▸ Exercise
Nothing in the records may be altered, so transcribe them exactly.

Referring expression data
___
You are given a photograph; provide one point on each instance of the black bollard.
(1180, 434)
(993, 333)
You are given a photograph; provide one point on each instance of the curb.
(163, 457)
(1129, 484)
___
▸ Finished exercise
You are given a photograph; provide one point on each instance of the black bollard.
(1180, 434)
(993, 333)
You are given a photograph; provide one point on each instance of the curb.
(163, 457)
(1129, 484)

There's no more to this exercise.